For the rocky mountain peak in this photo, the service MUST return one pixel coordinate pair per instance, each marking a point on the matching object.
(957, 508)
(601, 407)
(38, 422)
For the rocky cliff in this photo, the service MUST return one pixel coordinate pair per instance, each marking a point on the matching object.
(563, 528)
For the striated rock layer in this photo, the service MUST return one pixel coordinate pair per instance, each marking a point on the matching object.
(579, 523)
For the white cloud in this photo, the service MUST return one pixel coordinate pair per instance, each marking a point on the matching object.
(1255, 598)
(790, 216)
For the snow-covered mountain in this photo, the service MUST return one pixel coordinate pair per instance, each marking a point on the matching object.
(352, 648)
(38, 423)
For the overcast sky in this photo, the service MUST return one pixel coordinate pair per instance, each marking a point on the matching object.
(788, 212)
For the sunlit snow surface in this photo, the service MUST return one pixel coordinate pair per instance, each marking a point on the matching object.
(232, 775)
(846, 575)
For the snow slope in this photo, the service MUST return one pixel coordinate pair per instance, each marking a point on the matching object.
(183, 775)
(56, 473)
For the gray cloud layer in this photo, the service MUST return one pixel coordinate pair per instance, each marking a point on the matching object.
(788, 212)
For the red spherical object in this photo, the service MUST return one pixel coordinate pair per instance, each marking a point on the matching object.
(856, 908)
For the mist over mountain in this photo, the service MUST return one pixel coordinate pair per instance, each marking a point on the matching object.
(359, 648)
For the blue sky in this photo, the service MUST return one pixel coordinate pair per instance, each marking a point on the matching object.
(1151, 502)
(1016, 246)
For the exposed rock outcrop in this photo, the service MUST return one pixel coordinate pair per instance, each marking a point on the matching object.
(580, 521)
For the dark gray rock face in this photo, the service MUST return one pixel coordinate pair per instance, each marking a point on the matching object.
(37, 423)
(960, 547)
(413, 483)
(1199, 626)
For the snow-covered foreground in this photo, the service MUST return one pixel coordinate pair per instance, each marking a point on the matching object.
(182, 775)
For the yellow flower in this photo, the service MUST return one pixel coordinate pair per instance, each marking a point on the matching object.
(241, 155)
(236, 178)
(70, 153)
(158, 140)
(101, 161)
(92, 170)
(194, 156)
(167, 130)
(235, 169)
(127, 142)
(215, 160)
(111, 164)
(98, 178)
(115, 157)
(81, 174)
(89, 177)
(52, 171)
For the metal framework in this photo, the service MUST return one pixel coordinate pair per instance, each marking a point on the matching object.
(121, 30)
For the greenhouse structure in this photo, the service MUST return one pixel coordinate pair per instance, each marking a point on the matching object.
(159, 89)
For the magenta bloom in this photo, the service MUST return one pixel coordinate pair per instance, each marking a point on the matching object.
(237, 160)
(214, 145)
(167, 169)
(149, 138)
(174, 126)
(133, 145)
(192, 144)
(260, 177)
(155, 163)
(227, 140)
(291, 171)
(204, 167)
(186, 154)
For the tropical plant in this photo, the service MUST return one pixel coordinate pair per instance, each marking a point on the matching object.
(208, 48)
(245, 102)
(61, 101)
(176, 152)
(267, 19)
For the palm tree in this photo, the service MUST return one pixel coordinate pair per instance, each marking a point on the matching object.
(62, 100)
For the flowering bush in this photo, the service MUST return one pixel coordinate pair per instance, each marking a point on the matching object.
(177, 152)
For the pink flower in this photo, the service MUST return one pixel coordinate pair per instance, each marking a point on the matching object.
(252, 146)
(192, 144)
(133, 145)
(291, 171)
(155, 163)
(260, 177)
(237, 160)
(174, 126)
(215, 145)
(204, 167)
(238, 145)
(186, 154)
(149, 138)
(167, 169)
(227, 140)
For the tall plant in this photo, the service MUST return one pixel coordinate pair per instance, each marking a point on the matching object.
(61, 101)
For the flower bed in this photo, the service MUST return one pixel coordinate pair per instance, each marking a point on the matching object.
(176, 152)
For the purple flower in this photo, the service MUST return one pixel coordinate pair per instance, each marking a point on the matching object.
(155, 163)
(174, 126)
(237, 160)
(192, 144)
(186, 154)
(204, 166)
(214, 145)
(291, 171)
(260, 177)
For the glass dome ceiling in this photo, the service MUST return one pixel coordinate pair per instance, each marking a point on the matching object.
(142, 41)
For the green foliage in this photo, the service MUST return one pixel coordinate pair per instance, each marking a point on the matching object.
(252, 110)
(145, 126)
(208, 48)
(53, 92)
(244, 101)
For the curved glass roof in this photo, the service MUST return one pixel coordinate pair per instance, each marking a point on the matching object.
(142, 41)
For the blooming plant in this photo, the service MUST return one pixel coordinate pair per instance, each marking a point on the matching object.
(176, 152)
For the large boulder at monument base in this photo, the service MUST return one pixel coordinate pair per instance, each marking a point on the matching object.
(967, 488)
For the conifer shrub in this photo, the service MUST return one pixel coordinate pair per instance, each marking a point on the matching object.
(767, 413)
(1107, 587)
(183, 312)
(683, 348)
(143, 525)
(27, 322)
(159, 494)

* * *

Give back the material exactly as it is shown above.

* TASK ANSWER *
For the rocky mountain peak in this photo, the service MUST return one pixel coordinate pair per instance, each marking a point on the matching object.
(957, 508)
(601, 407)
(38, 422)
For the rocky cliff in this photo, the service MUST return one pixel coordinate pair per instance, each marking a point on the matching object.
(563, 528)
For the striated rock layer in this photo, the service MUST return one pixel coordinate pair per instance, each marking a point on the matching object.
(579, 523)
For the white cloud in this photo, the service MUST return one pixel coordinate pair per instance, each marking a point on the matching object.
(1255, 598)
(790, 216)
For the snow-covered mountain in this photo, the service MUST return one pixel coordinate pair per instance, each marking a point on the matching object.
(352, 648)
(38, 423)
For the overcast sky in this photo, the service MUST return one pixel coordinate pair per instance, each marking a point on the matching object.
(788, 212)
For the sunlit snow surface in this photo, the service MUST return one pixel coordinate pair per instance, each marking a point on the matching object.
(232, 775)
(846, 575)
For the snow slope in this photo, the service MUST return one pixel coordinate pair per instance, each marking a point on the matching object.
(183, 775)
(56, 473)
For the gray cloud layer in this photo, the service MUST return one pixel coordinate pair per instance, each marking a point on the matching object.
(788, 212)
For the red spherical object in this photo, the service MUST return one pixel coordinate pair per instance, each marking a point on the matching object.
(856, 908)
For the mist over mountain in this photo, the service MUST return one pixel coordinate pair per instance, each marking a point on the matching object.
(359, 648)
For the blue sky in this photo, the service MUST return one pixel coordinate pair per instance, each marking a point on the matching object.
(1151, 502)
(1016, 246)
For the exposed rock outcrop in this photo, the service MUST return one pixel coordinate pair per instance, each marking a point on the matching object.
(580, 521)
For the dark gray rock face in this photo, the service MUST return one pixel coordinate pair per instance, each marking a point on the matching object.
(37, 423)
(960, 547)
(413, 483)
(1199, 626)
For the snow-covered foreground in this photo, the service MUST return one pixel coordinate pair per instance, each marking a point on the matching object.
(182, 775)
For the yellow flower in this photo, the service MUST return one pixel coordinate pair per instance, each marking a point on the matching object.
(241, 155)
(236, 178)
(70, 153)
(158, 140)
(101, 161)
(92, 170)
(194, 156)
(167, 130)
(235, 169)
(127, 142)
(215, 160)
(111, 164)
(98, 178)
(115, 157)
(81, 174)
(89, 177)
(52, 171)
For the metal framework in this photo, the service MUST return one pixel coordinate pair per instance, each marking a point on the matching object.
(121, 30)
For the greenhouse structure in this photo, the service MUST return one pixel coordinate pair per instance, each marking a point on the matching object.
(159, 89)
For the magenta bloom in this photo, the service MUST return one pixel coordinate pair per instance, each marking a point on the matching object.
(237, 160)
(214, 145)
(167, 169)
(149, 138)
(174, 126)
(133, 145)
(192, 144)
(260, 177)
(155, 163)
(227, 140)
(291, 171)
(204, 167)
(186, 154)
For the tropical plant in this photo, the service MUST return one pixel coordinate pair per instance, each marking a point on the matching object.
(208, 48)
(245, 102)
(61, 101)
(176, 152)
(267, 19)
For the palm tree in this photo, the service MUST return one pixel coordinate pair per instance, each marking a point on the matching object.
(62, 100)
For the flowering bush in this photo, the service MUST return one pixel coordinate pair per instance, each marking a point on the matching object.
(177, 152)
For the pink flower in this photo, the service MUST return one pixel coordinate pair per instance, each marking a point on the matching object.
(252, 146)
(192, 144)
(133, 145)
(291, 171)
(155, 163)
(260, 177)
(237, 160)
(174, 126)
(215, 145)
(204, 167)
(238, 145)
(186, 154)
(149, 138)
(167, 169)
(227, 140)
For the tall plant in this photo, the service MUST return one pixel coordinate pair per instance, each marking a point on the matching object.
(61, 101)
For the flower bed in this photo, the service MUST return one pixel coordinate pair per instance, each marking a point on the matching object.
(176, 152)
For the purple flower in this photo, the service MUST return one pixel coordinate pair per instance, each marking a point on the matching object.
(155, 163)
(174, 126)
(237, 160)
(192, 144)
(186, 154)
(204, 166)
(214, 145)
(291, 171)
(260, 177)
For the glass dome ceiling in this photo, the service MUST return one pixel coordinate pair per instance, each marking a point on the matching object.
(142, 41)
For the green foliage in this photo, the service MUST return one pixel coordinate pair per instance, each marking a point on the matching object.
(252, 110)
(145, 126)
(208, 48)
(53, 92)
(244, 101)
For the curved glass roof in this photo, the service MUST return one pixel coordinate pair per instance, each marking a point on the matching object.
(142, 41)
For the blooming plant in this photo, the service MUST return one pixel coordinate pair per instance, each marking a point on the matching object.
(176, 152)
For the large boulder at monument base in this photo, the service MUST return one pixel coordinate pair per instance, each marking a point on the matching object.
(967, 488)
For the conifer shrub in this photo, the service MUST return one pixel coordinate pair per instance, each marking a point on the matching object.
(767, 413)
(1107, 587)
(183, 312)
(683, 348)
(143, 525)
(27, 322)
(159, 494)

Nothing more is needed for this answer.